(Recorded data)

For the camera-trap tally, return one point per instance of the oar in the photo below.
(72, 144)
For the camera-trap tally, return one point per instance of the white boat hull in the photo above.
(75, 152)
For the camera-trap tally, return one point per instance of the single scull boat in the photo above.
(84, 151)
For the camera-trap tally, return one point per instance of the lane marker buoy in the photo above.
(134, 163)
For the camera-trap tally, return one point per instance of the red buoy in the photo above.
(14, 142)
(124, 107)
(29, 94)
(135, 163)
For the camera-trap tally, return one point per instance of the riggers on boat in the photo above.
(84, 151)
--
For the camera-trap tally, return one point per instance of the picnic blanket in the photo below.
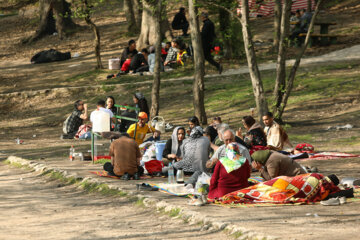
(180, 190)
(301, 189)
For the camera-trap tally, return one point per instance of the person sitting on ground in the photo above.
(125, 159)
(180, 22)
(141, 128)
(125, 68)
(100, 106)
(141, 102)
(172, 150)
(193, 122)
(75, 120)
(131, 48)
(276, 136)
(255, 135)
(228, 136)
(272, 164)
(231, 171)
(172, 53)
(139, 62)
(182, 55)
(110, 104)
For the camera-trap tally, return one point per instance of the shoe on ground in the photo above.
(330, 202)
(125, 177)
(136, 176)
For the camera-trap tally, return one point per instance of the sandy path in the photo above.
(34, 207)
* * *
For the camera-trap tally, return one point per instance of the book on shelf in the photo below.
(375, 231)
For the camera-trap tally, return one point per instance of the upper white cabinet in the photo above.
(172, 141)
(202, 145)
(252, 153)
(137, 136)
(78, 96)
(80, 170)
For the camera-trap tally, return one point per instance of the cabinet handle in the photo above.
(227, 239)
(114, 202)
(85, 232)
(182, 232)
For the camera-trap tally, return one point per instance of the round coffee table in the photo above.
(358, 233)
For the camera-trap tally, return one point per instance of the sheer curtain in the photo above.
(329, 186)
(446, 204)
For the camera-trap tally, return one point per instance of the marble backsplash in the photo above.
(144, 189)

BRIEF: Pull out each line of the records above that contains the string "white".

RESULT OF THE TASK:
For the camera-trap tally, return one point per instance of the white boat hull in the photo above.
For the camera-trap tally, return one point per instance of the upper white cabinet in the photo above.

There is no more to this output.